> **Text shown**:
We should be approaching 500 subscribers right on the heels of publishing this so thank you to every member, paid and free.
Welcome to the Black Friday Briefing, your rapid-fire dispatch of stories the mainstream press skimmed, skipped, or sanitized. Here’s what happened from 08/11–08/15 that Black communities need to know:
NAACP Launches Nationwide Town Halls to Defend Civil Rights (08/12) – The NAACP kicked off a series of “Fierce Advocacy in Action” town halls across 8 states to rally Black voters ahead of 2026’s elections . The first event in New Jersey – featuring Newark Mayor Ras Baraka and Rep. Monica McIver – drew lessons from past liberation struggles to counter today’s attacks on healthcare, voting rights and diversity, with NAACP President Derrick Johnson warning that U.S. democracy itself is on the line .

> **Information supplied**:
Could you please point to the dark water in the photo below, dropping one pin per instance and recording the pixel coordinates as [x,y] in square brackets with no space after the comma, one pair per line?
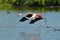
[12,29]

> **Prompt**:
Pick up the Black Friday Briefing newsletter after its last sentence, writing the next news items in the same rapid-fire format.

> **Exercise answer**:
Diaspora Bill Seeks to Boost African and Caribbean Investment (08/14) – A new bipartisan bill in Congress aims to empower African and Caribbean diasporas as engines of development . The African Diaspora Investment and Development Act (AIDA) would lower remittance fees, offer tax incentives, and enlist U.S. agencies to support diaspora-funded projects. “This legislation has the power to unlock the full potential of diaspora contributions,” says Princess Philomena Desmond-Ogugua of the Virginia African Diaspora Committee, noting diaspora communities send billions home each year despite high costs and little support .
Harlem Festival Celebrates Global Black Joy and Liberation (08/10) – The Afribembé Festival in Harlem marked its 7th year with the theme “Black Constellation: Mapping Our Joy, Dreams, and Liberation,” showcasing music and art from across the African diaspora . The free outdoor celebration – part of Harlem Week – transformed the plaza at Grant’s Tomb with African drummers, Caribbean dance, and Afrofuturist performances, highlighting Harlem’s legacy as a beacon of Black cultural excellence and resilience .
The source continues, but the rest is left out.